_TEXT BLOCK_
'''

Solera Senior Living is embarking on a growth pipeline that includes several new developments and a potential collaboration with a national health care system.
Currently, the Denver-based senior living company has two properties open, in Florida and Arizona, with another slated to open in Denver in January 2020. Solera also has five developments on the books in various stages of construction in Denver; Evanston, Illinois; near Washington, D.C; near Philadelphia and in Austin, Texas.
The company is also working on striking a deal with a large health care system for a forthcoming 60-unit community in Las Vegas, though the details are still mostly under wraps due to the preliminary nature of the discussion, according to Solera founder and CEO, Adam Kaplan.
“The project is going to happen, and it’s going to happen with a local family that is very influential within the [Las Vegas] health care business,” Kaplan told Senior Housing News. “But how we formalize the relationship with the health care system, that is still evolving.”
Solera was founded in 2016 with a goal of developing resort-style senior living communities in markets with high barriers to entry. Kaplan previously worked as senior vice president of business and organizational development for Senior Lifestyle Corp., a Chicago-based provider co-founded by his father, Bill Kaplan.

'''

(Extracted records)

'''

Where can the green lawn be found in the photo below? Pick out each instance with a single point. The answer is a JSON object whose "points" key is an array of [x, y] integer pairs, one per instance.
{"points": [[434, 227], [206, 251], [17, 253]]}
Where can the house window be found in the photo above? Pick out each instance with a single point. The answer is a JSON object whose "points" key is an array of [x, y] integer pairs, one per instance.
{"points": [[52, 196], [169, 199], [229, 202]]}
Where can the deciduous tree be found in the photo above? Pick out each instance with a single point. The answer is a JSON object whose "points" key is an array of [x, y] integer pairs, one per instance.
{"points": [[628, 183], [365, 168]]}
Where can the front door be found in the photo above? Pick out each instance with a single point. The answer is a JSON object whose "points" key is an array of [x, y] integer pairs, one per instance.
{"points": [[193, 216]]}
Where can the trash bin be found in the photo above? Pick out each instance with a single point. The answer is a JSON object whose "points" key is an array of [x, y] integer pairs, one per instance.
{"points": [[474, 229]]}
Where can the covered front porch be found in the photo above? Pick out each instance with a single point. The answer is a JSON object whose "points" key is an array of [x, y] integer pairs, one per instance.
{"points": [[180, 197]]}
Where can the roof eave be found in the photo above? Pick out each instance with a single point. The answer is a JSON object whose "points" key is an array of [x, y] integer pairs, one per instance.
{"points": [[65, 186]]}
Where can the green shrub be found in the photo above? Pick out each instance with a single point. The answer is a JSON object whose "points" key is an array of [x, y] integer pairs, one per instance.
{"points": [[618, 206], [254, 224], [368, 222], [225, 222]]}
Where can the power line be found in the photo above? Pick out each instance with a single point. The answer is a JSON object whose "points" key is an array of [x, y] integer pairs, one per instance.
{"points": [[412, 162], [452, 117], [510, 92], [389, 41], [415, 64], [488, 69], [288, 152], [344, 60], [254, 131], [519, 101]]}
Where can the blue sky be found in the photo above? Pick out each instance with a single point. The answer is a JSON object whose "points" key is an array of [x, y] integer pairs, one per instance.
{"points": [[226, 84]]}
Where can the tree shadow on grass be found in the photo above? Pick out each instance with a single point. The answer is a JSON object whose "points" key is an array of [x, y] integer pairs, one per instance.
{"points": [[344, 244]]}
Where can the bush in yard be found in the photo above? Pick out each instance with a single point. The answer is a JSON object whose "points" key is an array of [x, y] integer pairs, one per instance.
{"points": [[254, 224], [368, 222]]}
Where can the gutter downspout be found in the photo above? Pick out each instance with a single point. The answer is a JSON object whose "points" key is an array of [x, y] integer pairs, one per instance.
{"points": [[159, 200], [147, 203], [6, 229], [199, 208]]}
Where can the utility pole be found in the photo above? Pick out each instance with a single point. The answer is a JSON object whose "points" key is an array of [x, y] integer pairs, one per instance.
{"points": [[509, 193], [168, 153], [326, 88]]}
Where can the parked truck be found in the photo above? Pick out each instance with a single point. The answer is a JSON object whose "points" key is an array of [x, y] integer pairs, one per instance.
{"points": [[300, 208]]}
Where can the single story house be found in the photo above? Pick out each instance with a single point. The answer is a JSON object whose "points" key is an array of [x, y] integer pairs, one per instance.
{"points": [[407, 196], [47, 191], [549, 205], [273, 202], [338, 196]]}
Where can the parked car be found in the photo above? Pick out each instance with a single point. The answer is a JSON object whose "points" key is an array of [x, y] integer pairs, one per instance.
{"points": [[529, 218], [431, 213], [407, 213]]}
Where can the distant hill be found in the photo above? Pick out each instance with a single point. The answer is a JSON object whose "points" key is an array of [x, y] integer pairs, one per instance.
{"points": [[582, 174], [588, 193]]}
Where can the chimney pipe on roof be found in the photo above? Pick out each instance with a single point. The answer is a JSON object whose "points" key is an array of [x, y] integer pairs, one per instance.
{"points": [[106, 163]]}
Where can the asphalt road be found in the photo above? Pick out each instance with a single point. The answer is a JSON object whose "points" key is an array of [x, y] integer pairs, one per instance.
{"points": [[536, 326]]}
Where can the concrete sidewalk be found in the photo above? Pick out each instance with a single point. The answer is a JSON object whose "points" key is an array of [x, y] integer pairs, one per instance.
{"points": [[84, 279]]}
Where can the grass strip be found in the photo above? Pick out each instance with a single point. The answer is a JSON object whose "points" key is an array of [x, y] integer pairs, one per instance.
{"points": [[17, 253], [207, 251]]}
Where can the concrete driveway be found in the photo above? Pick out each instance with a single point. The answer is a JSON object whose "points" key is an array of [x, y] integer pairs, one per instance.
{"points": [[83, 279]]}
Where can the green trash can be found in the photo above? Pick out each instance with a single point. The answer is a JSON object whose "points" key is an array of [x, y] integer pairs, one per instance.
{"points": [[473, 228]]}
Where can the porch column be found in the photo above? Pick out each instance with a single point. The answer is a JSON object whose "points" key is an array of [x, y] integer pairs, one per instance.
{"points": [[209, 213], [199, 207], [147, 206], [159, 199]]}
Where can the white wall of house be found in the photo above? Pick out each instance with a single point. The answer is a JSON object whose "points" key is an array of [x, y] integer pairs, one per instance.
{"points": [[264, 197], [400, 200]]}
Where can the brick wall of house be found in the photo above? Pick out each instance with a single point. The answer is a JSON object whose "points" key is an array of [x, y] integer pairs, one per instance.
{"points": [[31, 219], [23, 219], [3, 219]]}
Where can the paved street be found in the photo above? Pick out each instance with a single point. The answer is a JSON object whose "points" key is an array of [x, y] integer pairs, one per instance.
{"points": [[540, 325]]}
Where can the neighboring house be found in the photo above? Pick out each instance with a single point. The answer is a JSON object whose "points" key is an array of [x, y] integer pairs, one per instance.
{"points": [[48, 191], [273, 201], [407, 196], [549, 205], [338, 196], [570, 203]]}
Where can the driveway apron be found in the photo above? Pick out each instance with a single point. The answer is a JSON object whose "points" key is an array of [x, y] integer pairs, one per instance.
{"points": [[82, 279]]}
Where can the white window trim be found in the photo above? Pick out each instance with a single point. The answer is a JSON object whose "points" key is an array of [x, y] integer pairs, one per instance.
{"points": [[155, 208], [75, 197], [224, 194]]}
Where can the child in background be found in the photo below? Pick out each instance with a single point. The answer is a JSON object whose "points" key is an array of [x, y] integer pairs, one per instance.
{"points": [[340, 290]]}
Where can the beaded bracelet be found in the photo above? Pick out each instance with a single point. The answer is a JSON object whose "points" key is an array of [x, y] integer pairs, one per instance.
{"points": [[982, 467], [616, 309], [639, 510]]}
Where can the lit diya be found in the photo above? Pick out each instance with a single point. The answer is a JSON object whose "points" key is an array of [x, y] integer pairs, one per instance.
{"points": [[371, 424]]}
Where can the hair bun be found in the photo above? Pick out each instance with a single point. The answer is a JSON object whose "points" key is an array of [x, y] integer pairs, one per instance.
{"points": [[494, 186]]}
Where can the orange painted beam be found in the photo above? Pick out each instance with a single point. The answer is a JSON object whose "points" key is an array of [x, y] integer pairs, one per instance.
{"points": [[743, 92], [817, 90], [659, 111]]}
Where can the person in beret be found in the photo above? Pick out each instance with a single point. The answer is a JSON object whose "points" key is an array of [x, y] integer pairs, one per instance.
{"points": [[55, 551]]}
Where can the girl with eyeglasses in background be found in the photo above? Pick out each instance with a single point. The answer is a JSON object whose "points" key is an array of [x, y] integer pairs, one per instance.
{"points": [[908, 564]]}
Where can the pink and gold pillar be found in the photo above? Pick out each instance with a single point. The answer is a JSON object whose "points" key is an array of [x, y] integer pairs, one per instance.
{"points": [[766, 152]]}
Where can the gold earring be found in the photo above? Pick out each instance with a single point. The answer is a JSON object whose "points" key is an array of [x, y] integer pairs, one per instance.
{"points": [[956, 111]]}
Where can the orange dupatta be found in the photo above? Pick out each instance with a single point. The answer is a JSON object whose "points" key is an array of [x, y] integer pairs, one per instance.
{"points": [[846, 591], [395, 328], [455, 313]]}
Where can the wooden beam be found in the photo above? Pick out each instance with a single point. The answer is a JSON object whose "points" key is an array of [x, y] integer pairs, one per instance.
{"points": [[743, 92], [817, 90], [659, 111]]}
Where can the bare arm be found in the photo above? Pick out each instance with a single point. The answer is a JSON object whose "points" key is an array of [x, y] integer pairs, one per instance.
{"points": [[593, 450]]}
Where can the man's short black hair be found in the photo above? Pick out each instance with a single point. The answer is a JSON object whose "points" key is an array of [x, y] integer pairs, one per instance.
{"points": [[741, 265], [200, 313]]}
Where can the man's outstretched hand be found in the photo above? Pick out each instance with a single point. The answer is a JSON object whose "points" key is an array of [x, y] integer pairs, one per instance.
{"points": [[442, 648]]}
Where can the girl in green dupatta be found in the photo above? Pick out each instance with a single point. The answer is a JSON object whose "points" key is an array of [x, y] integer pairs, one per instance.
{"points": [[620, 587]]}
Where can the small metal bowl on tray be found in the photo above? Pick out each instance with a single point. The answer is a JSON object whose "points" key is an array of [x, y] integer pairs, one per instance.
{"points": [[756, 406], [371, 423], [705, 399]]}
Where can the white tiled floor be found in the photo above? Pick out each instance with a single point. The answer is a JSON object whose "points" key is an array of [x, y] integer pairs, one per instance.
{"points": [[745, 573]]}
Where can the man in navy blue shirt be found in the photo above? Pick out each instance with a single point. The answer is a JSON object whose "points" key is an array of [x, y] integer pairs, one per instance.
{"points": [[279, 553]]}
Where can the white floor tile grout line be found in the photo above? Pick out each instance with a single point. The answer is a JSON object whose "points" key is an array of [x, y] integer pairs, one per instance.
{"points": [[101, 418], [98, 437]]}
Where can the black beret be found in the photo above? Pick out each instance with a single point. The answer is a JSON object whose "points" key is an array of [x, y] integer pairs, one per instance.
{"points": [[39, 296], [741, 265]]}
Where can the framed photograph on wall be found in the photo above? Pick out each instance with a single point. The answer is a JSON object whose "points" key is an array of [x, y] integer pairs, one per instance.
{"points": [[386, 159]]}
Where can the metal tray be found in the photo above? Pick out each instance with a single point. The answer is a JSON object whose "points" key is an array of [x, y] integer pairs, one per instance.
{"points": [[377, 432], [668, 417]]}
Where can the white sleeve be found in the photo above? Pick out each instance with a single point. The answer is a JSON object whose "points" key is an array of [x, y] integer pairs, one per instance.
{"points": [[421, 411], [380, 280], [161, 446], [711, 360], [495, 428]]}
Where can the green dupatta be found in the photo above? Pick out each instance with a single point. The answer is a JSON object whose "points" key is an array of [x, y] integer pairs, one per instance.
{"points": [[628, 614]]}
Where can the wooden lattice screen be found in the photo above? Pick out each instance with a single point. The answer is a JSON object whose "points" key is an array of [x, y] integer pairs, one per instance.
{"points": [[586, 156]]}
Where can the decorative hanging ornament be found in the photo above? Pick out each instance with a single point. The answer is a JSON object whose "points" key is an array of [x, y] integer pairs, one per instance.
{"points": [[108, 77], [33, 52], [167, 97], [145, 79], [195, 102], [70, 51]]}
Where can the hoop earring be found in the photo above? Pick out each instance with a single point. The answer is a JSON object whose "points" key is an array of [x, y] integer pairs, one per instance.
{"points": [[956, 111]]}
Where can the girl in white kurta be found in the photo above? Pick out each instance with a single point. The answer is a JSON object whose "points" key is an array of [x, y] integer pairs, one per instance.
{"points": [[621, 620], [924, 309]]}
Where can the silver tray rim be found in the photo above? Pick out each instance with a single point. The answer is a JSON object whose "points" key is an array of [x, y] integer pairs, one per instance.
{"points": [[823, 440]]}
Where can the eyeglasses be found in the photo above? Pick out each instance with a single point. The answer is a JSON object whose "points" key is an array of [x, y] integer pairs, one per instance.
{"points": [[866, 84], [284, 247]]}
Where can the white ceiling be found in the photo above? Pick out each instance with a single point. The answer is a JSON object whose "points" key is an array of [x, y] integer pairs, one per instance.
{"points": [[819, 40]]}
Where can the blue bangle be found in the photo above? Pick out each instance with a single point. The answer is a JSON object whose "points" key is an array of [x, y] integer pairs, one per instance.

'''

_WORK INSTRUCTIONS_
a) Using the article on Solera Senior Living, state whether each statement agrees with it: (i) Solera is based in Denver; (ii) the planned Las Vegas community will have 60 units; (iii) Solera was founded in 2014. Answer yes or no for each, quoting the words that decide it.
b) Retype everything in the article on Solera Senior Living from "Solera Senior Living" down to "in Austin, Texas.".
c) According to the article on Solera Senior Living, where and when is the company's next property slated to open?

_EXPECTED OUTPUTS_
a)
(i) Yes: "the Denver-based senior living company"
(ii) Yes: "a forthcoming 60-unit community in Las Vegas"
(iii) No: "Solera was founded in 2016"

b)
Solera Senior Living is embarking on a growth pipeline that includes several new developments and a potential collaboration with a national health care system.
Currently, the Denver-based senior living company has two properties open, in Florida and Arizona, with another slated to open in Denver in January 2020. Solera also has five developments on the books in various stages of construction in Denver; Evanston, Illinois; near Washington, D.C; near Philadelphia and in Austin, Texas.

c) In Denver, in January 2020.